***** Supplied material *****

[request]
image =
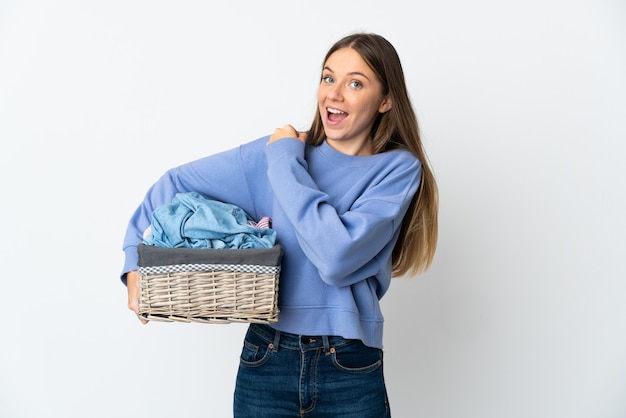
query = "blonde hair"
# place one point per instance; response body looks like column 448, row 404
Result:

*****

Rewrite the data above as a numbered list, one line per entry, with blank lines skipped and the pictures left out.

> [Solution to the exercise]:
1. [request]
2. image =
3. query = "blonde hair"
4. # place one point per instance; response body looks like column 448, row 404
5. Result:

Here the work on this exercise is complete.